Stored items
☆ ☆ ☆ ☆

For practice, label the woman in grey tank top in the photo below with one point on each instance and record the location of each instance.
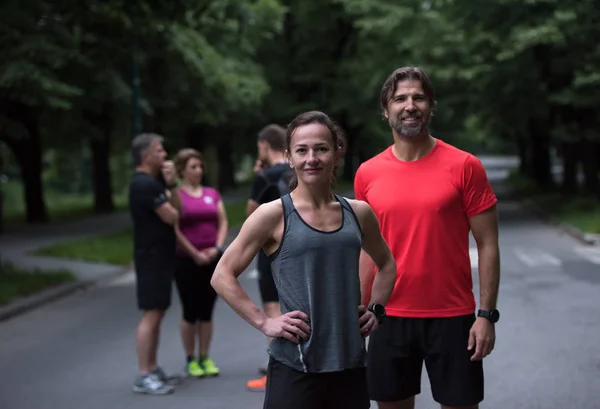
(314, 240)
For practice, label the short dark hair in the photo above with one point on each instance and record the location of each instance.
(403, 74)
(140, 144)
(316, 117)
(274, 135)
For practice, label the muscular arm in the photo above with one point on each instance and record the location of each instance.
(366, 269)
(485, 231)
(255, 232)
(251, 206)
(375, 253)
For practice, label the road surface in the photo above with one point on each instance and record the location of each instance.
(78, 352)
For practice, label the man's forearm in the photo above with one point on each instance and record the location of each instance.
(489, 276)
(384, 282)
(366, 269)
(175, 199)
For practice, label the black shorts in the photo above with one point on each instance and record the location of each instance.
(399, 347)
(195, 292)
(154, 286)
(266, 284)
(291, 389)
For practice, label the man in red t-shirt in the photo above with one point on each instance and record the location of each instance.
(427, 196)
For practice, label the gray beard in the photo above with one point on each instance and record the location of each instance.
(408, 131)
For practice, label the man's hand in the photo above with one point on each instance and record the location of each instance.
(291, 326)
(367, 321)
(200, 258)
(258, 166)
(169, 172)
(482, 337)
(210, 253)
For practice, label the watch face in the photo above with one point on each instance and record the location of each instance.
(379, 310)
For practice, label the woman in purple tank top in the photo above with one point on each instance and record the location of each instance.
(201, 234)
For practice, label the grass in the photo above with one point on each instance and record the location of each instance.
(117, 248)
(16, 283)
(580, 211)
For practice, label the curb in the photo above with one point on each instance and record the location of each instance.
(26, 304)
(585, 238)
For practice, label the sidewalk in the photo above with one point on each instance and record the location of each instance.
(17, 242)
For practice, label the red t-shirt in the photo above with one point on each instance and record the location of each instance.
(423, 209)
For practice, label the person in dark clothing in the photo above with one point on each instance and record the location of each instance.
(313, 239)
(271, 182)
(153, 206)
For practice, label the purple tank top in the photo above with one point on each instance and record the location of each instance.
(199, 220)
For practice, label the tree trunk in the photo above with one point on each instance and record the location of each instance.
(590, 168)
(100, 147)
(540, 154)
(28, 153)
(524, 157)
(570, 158)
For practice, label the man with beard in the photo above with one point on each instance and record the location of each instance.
(154, 209)
(271, 182)
(427, 196)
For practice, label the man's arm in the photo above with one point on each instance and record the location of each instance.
(366, 266)
(485, 231)
(254, 233)
(366, 270)
(223, 224)
(258, 188)
(379, 254)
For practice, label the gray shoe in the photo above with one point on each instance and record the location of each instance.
(172, 379)
(151, 384)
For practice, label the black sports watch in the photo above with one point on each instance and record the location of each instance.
(492, 315)
(378, 310)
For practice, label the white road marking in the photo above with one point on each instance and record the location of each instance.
(536, 257)
(592, 254)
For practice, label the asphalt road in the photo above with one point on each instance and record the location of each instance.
(79, 352)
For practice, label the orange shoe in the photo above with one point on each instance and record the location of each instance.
(257, 385)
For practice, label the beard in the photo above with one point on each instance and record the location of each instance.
(410, 130)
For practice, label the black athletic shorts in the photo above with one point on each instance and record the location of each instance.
(196, 294)
(154, 286)
(397, 351)
(291, 389)
(266, 284)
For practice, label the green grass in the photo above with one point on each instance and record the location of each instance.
(16, 283)
(580, 211)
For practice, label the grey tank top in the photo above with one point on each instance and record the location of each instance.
(317, 273)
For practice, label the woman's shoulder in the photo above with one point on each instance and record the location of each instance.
(211, 191)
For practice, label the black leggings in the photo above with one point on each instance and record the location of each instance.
(195, 292)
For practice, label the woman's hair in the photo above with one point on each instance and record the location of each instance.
(316, 117)
(184, 156)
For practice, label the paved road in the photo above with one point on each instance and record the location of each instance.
(79, 353)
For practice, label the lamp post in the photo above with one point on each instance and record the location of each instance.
(135, 92)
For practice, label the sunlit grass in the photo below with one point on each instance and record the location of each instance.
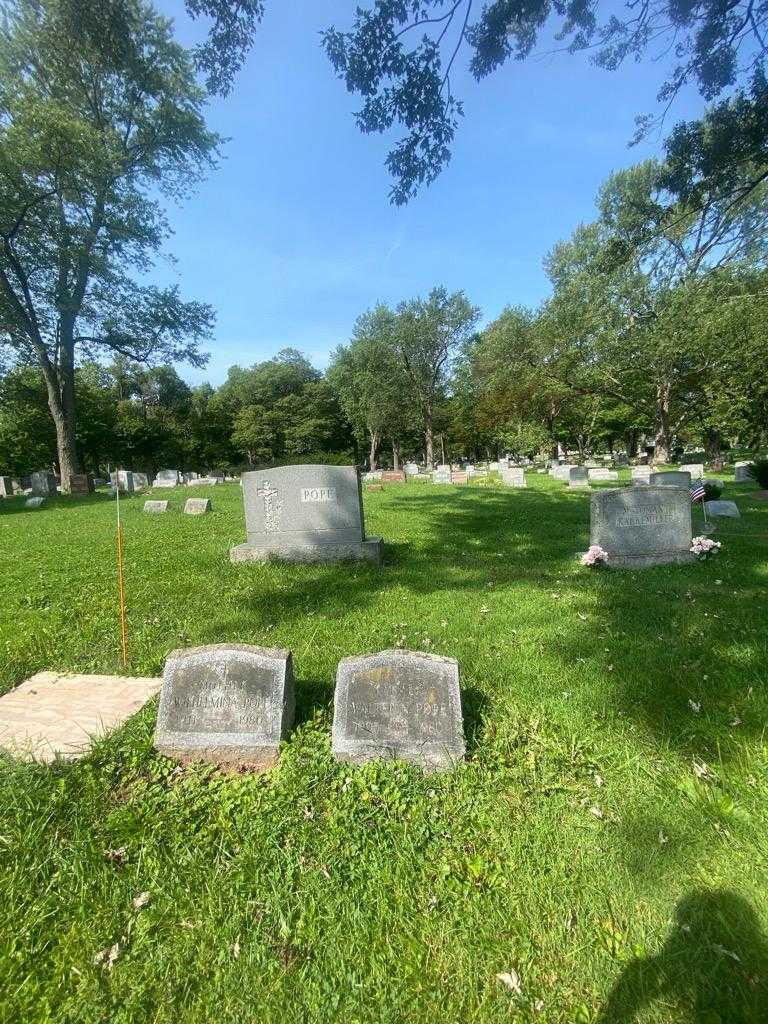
(603, 833)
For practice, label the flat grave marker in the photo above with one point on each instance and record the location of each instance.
(225, 704)
(398, 704)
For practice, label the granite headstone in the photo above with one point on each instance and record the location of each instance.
(398, 704)
(305, 514)
(226, 704)
(641, 526)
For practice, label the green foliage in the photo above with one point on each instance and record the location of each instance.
(759, 471)
(326, 892)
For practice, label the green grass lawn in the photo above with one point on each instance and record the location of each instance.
(577, 849)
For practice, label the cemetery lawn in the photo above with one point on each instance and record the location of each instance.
(604, 847)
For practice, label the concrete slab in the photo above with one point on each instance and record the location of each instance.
(56, 714)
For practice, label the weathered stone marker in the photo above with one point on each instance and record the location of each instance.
(81, 483)
(578, 477)
(197, 506)
(398, 704)
(728, 509)
(43, 484)
(513, 477)
(167, 478)
(640, 526)
(305, 514)
(672, 478)
(225, 704)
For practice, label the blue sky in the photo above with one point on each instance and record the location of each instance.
(294, 236)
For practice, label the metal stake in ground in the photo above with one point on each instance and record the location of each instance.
(121, 579)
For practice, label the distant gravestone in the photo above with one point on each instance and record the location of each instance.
(124, 479)
(226, 704)
(578, 477)
(43, 484)
(729, 509)
(641, 526)
(168, 478)
(673, 478)
(305, 514)
(81, 483)
(398, 704)
(197, 506)
(513, 477)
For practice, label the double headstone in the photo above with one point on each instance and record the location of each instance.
(43, 483)
(578, 477)
(641, 526)
(398, 704)
(197, 506)
(671, 478)
(305, 514)
(513, 477)
(226, 705)
(81, 483)
(601, 473)
(168, 478)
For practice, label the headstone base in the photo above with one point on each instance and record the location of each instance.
(369, 550)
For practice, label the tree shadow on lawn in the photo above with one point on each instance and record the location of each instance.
(673, 636)
(714, 966)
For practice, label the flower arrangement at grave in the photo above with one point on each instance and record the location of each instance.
(705, 547)
(595, 556)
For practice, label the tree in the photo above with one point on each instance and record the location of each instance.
(426, 336)
(398, 56)
(627, 291)
(371, 383)
(85, 138)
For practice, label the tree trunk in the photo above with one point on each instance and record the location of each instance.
(374, 451)
(428, 438)
(663, 436)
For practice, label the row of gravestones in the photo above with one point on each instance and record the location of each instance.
(232, 705)
(314, 513)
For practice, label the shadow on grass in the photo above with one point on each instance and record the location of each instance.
(669, 628)
(714, 965)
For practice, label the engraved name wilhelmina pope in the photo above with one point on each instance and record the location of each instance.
(305, 514)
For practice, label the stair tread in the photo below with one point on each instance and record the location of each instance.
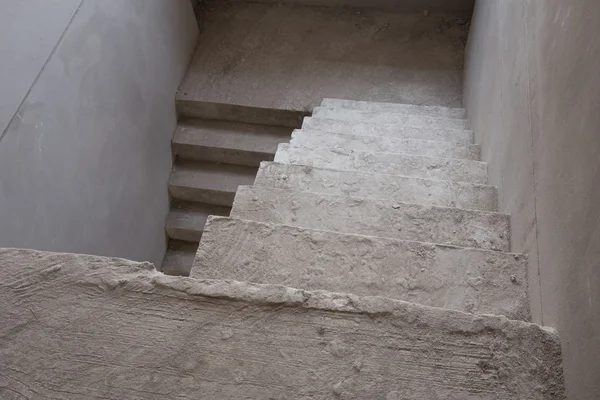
(235, 326)
(469, 280)
(388, 144)
(186, 220)
(389, 117)
(179, 258)
(384, 163)
(439, 111)
(378, 186)
(230, 135)
(345, 214)
(395, 130)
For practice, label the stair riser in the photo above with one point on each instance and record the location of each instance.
(220, 155)
(389, 118)
(385, 187)
(426, 111)
(465, 280)
(386, 144)
(373, 218)
(385, 163)
(394, 130)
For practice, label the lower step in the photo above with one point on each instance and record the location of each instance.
(232, 340)
(384, 163)
(179, 258)
(469, 280)
(377, 186)
(453, 226)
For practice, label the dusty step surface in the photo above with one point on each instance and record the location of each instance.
(179, 258)
(378, 186)
(394, 130)
(208, 183)
(232, 340)
(389, 118)
(386, 144)
(186, 219)
(431, 111)
(384, 163)
(469, 280)
(227, 142)
(372, 217)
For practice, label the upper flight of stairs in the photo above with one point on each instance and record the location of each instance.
(390, 200)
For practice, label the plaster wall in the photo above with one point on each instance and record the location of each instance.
(86, 117)
(532, 95)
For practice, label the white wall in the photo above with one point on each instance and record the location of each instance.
(87, 116)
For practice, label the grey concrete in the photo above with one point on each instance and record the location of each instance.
(186, 219)
(386, 144)
(394, 130)
(431, 111)
(377, 186)
(532, 93)
(384, 163)
(84, 164)
(373, 217)
(228, 142)
(378, 117)
(29, 32)
(468, 280)
(301, 55)
(81, 326)
(207, 182)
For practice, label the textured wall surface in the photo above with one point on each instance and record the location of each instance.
(87, 122)
(533, 94)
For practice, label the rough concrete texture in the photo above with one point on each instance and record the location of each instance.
(429, 111)
(378, 186)
(469, 280)
(317, 52)
(373, 217)
(532, 92)
(227, 142)
(377, 117)
(79, 326)
(383, 163)
(393, 130)
(386, 144)
(85, 160)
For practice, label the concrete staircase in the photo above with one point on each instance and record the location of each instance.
(388, 200)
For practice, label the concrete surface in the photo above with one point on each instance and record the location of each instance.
(394, 130)
(85, 162)
(371, 217)
(377, 186)
(383, 163)
(386, 144)
(532, 94)
(469, 280)
(82, 326)
(318, 52)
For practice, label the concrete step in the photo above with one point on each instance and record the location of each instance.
(394, 130)
(387, 144)
(377, 186)
(389, 118)
(233, 340)
(384, 163)
(227, 142)
(453, 226)
(462, 279)
(430, 111)
(188, 107)
(186, 219)
(208, 183)
(179, 258)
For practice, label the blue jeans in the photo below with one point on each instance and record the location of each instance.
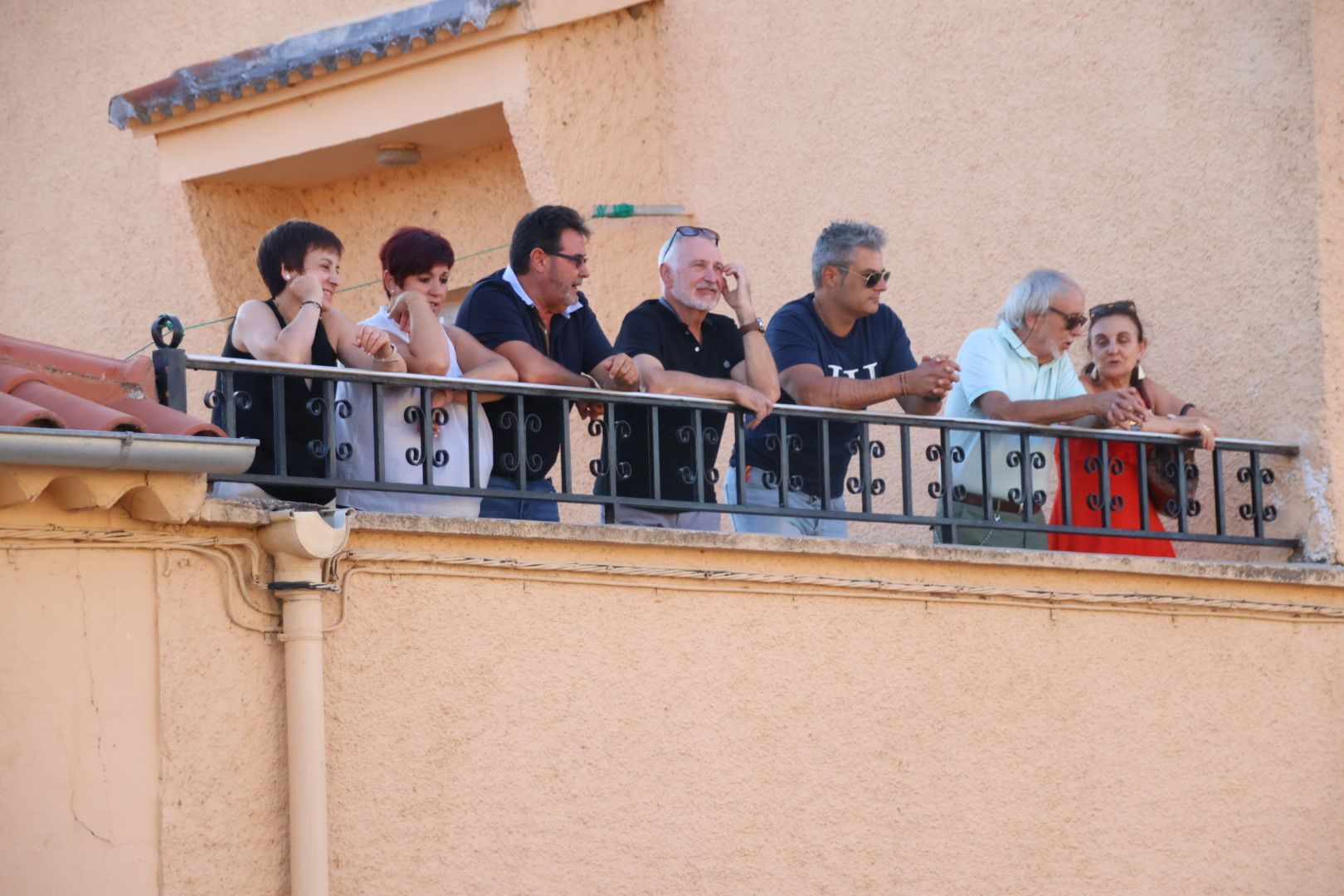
(763, 496)
(520, 508)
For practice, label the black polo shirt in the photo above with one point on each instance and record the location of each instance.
(654, 328)
(494, 314)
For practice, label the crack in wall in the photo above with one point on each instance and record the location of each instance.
(97, 715)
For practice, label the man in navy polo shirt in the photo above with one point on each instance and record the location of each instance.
(836, 347)
(533, 314)
(683, 349)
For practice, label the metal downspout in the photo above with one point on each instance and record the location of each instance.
(300, 542)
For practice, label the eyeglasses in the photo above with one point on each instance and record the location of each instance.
(869, 280)
(1112, 308)
(686, 230)
(1071, 321)
(578, 261)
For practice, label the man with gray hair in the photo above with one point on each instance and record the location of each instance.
(1020, 371)
(836, 347)
(682, 348)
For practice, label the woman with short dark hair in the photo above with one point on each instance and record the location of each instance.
(416, 269)
(1118, 347)
(300, 264)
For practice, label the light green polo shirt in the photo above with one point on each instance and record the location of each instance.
(995, 360)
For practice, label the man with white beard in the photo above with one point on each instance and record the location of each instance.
(1020, 371)
(683, 349)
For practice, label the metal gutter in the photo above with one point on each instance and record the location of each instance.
(124, 450)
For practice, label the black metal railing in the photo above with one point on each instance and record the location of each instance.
(912, 485)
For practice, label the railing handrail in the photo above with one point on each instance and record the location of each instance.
(587, 394)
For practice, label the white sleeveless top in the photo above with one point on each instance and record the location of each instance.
(399, 437)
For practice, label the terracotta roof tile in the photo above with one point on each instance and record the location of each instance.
(293, 61)
(15, 411)
(46, 386)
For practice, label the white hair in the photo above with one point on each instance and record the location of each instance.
(839, 243)
(665, 253)
(1032, 295)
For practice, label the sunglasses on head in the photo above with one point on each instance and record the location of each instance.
(1112, 308)
(686, 230)
(869, 280)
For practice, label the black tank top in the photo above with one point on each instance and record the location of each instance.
(303, 429)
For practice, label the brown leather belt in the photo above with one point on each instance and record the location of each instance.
(995, 504)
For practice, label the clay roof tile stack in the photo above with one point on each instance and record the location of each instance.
(43, 386)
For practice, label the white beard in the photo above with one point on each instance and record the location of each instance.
(689, 299)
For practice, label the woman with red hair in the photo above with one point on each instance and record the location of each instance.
(416, 269)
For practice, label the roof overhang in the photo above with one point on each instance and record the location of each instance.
(426, 74)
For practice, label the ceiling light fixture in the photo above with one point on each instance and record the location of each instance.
(398, 155)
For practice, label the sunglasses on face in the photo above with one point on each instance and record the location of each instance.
(578, 261)
(1112, 308)
(686, 230)
(1071, 321)
(869, 280)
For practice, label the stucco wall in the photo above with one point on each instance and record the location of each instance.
(860, 719)
(1163, 155)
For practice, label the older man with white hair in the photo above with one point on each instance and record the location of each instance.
(1020, 371)
(682, 348)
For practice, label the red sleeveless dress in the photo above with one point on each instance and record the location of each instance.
(1122, 484)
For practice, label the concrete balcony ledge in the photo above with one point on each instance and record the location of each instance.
(840, 566)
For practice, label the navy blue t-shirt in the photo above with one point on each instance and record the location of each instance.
(875, 347)
(494, 314)
(654, 328)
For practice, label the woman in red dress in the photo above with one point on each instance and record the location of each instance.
(1118, 345)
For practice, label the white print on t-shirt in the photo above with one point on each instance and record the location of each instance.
(854, 373)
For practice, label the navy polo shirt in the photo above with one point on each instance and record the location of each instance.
(494, 314)
(875, 347)
(654, 328)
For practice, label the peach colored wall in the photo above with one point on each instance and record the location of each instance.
(1168, 156)
(80, 737)
(616, 722)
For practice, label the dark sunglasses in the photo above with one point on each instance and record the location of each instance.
(578, 261)
(1112, 308)
(871, 280)
(686, 230)
(1071, 321)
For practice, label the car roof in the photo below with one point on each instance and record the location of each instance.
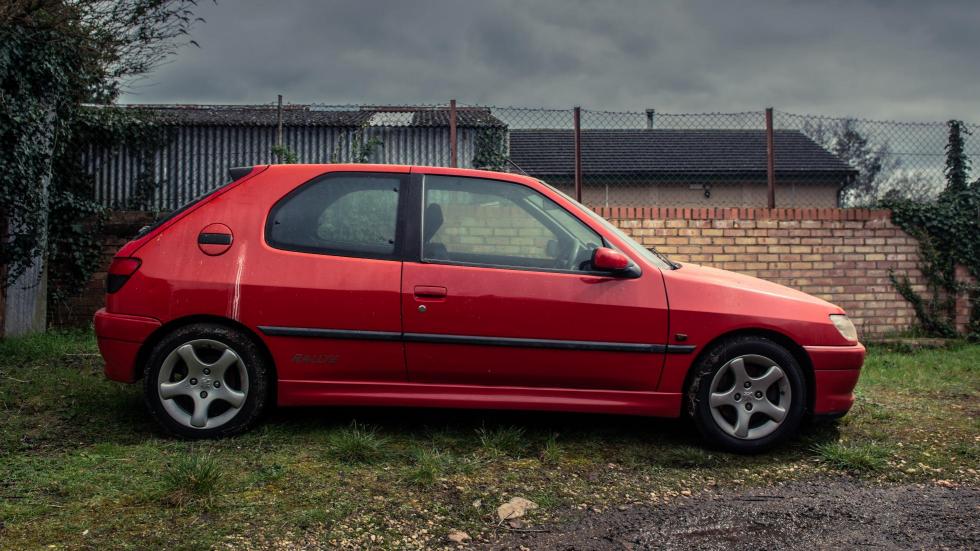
(413, 169)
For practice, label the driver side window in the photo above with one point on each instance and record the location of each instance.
(493, 223)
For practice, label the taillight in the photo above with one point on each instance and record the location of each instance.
(120, 271)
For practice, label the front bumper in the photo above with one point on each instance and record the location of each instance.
(835, 371)
(120, 337)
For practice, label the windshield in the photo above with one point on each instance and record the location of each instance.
(652, 255)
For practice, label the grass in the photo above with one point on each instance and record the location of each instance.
(83, 466)
(867, 457)
(356, 444)
(195, 477)
(502, 441)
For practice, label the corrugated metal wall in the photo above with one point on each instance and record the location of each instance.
(197, 158)
(25, 306)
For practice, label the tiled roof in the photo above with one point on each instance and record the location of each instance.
(664, 151)
(307, 115)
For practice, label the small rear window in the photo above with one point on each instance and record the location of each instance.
(341, 214)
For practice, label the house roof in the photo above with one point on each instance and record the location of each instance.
(666, 151)
(311, 115)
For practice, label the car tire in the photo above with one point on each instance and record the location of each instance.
(747, 394)
(211, 368)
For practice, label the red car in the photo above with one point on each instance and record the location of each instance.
(381, 285)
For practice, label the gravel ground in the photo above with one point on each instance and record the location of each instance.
(840, 514)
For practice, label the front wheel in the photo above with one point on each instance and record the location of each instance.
(748, 394)
(205, 381)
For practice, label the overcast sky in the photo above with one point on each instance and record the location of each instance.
(908, 60)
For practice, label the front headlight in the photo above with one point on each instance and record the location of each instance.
(845, 326)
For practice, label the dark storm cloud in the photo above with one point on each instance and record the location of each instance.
(901, 60)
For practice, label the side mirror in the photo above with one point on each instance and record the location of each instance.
(607, 260)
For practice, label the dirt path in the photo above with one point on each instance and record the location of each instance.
(839, 514)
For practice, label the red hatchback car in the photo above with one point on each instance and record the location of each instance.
(385, 285)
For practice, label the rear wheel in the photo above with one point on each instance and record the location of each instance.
(206, 381)
(747, 395)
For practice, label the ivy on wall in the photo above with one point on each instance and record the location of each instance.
(55, 56)
(948, 231)
(75, 218)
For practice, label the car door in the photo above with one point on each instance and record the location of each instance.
(502, 294)
(332, 278)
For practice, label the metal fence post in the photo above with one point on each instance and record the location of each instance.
(770, 160)
(279, 123)
(578, 154)
(452, 134)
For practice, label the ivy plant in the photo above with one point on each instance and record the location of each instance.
(947, 230)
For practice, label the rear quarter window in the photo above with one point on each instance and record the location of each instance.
(339, 214)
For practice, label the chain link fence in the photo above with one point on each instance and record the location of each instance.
(608, 158)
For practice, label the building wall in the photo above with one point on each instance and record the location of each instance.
(196, 159)
(841, 255)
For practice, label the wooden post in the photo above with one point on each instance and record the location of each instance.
(453, 160)
(578, 154)
(770, 159)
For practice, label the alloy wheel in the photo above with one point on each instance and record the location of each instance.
(750, 397)
(202, 384)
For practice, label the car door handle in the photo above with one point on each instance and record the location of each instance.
(430, 291)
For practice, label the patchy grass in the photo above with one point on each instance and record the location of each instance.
(866, 457)
(195, 477)
(502, 441)
(83, 466)
(356, 444)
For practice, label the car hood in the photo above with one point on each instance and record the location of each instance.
(743, 286)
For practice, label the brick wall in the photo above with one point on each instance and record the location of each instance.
(840, 255)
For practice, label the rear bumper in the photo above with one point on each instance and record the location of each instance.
(835, 371)
(120, 337)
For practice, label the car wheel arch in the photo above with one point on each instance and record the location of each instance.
(172, 325)
(779, 338)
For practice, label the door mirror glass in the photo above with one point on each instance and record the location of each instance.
(608, 260)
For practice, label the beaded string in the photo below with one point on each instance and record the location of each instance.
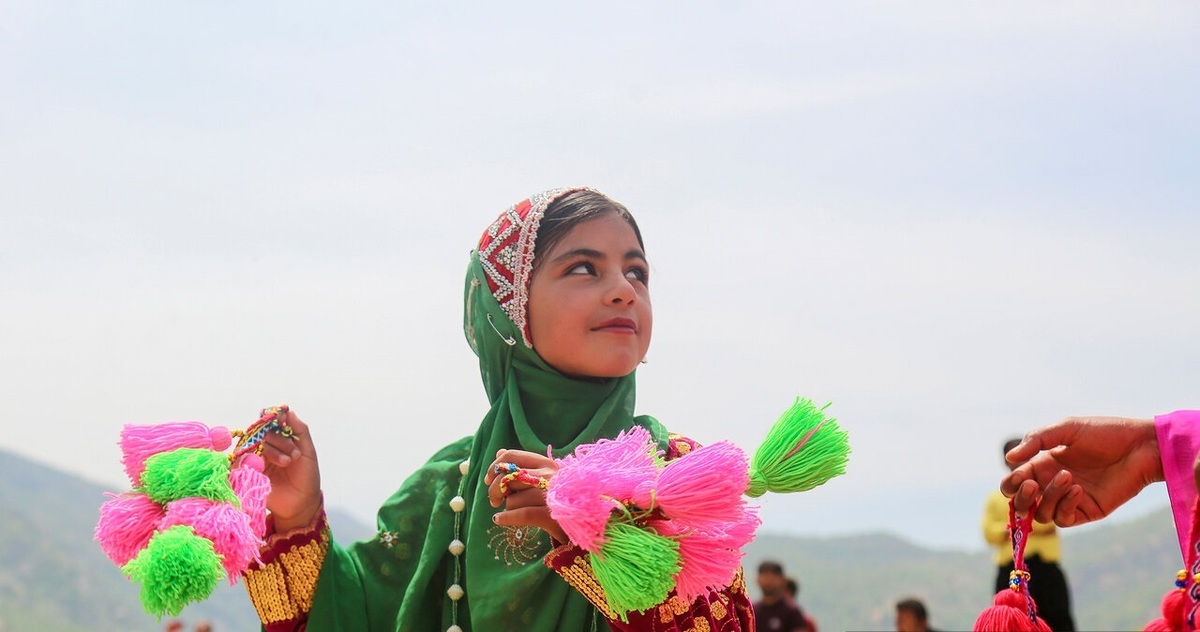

☆ ☆ ☆ ☆

Pull out every line of the data above that contains the word "ground".

For practice, label the metal stake in ground in the photo above with one point on each instance and record the location of each instance.
For practice, label the gravel ground in the photo above with one point on each instance and record the location of each instance.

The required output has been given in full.